* Record set:
## start
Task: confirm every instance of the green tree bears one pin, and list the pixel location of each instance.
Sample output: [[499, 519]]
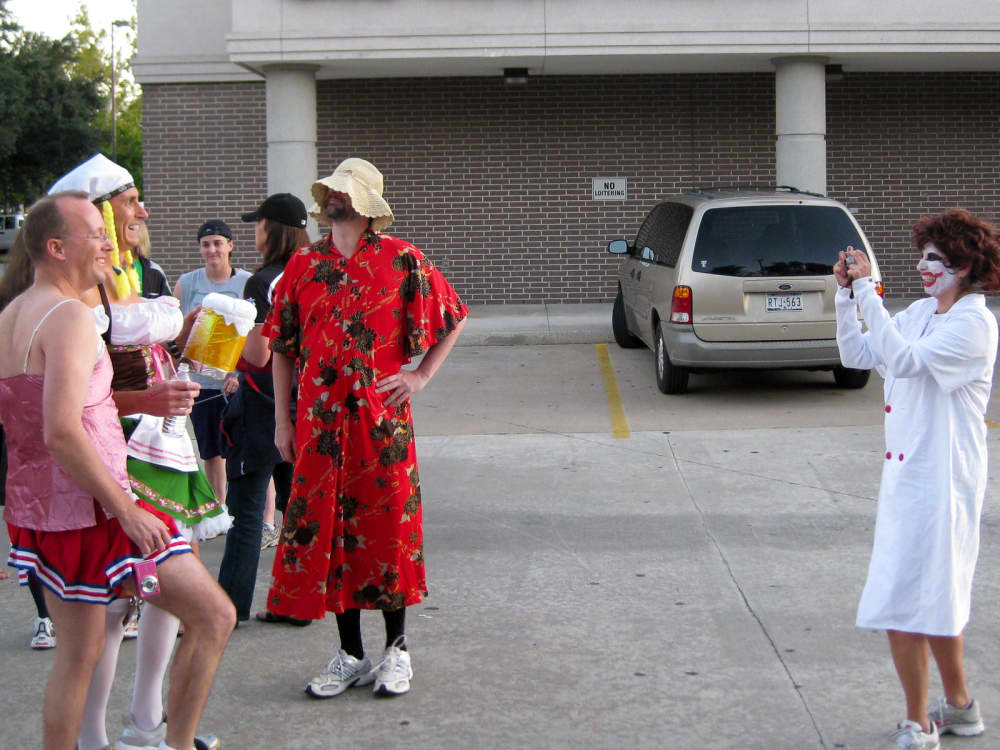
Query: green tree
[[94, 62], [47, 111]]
## end
## start
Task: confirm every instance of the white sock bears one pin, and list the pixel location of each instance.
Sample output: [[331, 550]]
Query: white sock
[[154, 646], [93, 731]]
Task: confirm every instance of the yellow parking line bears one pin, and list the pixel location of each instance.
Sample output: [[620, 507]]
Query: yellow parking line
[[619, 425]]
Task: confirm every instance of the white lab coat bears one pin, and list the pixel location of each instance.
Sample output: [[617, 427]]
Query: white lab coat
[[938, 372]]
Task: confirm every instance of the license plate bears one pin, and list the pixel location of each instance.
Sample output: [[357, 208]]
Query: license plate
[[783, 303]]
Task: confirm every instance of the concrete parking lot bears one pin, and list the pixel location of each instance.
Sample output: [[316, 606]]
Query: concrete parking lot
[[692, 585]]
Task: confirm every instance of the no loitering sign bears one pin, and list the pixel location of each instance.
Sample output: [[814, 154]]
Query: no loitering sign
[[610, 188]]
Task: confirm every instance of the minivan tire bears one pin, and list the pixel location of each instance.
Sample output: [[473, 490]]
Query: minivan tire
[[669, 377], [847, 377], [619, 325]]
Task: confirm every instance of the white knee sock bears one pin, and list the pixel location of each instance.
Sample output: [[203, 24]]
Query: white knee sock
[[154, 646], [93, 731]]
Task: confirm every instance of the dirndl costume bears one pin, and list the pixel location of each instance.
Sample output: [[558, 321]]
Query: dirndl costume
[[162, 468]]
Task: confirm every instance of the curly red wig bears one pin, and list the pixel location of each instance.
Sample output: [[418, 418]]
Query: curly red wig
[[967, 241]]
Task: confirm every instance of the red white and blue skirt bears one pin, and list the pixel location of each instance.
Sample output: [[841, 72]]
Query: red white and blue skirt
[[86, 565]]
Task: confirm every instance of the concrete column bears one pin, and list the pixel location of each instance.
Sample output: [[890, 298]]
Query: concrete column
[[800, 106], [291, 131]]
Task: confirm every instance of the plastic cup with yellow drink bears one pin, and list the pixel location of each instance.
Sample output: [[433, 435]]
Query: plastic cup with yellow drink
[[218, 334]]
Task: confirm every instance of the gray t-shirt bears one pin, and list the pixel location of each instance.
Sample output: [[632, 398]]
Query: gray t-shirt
## end
* Stated problem:
Copy the data without changes, from the line with "Task: confirm every instance of the license" up to and including the line with "Query: gray t-shirt".

* Answer for this exercise:
Task: confirm every instance of the license plate bears one pin, and list the pixel location of each instance.
Sample output: [[357, 208]]
Query: license plate
[[783, 303]]
Task: confirm every instance of the concrete parking lot bears one pin, and list the pixel location of each instance.
Sample output: [[316, 606]]
Query: concrete parking lot
[[692, 585]]
Task: confirm every instance of the no loitering sign bears one pin, and list the pixel location of each instance.
Sample output: [[814, 154]]
Query: no loitering sign
[[610, 188]]
Task: confirm every instance of the minivan tire bears one pin, and list the pixel location of each instance.
Sample output: [[473, 490]]
Query: minivan tire
[[669, 377], [847, 377], [619, 325]]
Task: confirm every instance of the white knee sock bears one pin, and list the pixel location of each instance.
Sample output: [[203, 24]]
Query: white knee sock
[[154, 646], [93, 731]]
Task: confirm every instance of the dirndl costume bears one pin, and list the pixel location of each instance.
Sample output: [[558, 321]]
Query: dirndl costume
[[162, 468]]
Task: confirm every instance of the curly red wig bears one pin, and list the pixel location of each instance.
Sample output: [[418, 418]]
Query: curly red wig
[[967, 241]]
Task: confirm every instance of the red white and blue skirt bears one pin, and list the pixel location of each instance.
Sample output: [[841, 72]]
Query: red white and blue skirt
[[86, 565]]
Task: confirm every instance of the concrete column bears one pin, and list the pixel location of each instance.
Sample output: [[890, 298]]
Query: concrete column
[[800, 106], [291, 131]]
Task: confirm every instance of the plastic cup with yellow drink bears one pin, and list the pixel location of each instance.
Sample output: [[433, 435]]
Query: plastic cup with yellow drink
[[218, 334]]
Task: confirm every instance of the gray t-shirt bears one pin, and list the pixel location of each instance.
Sample output: [[632, 398]]
Query: gray t-shirt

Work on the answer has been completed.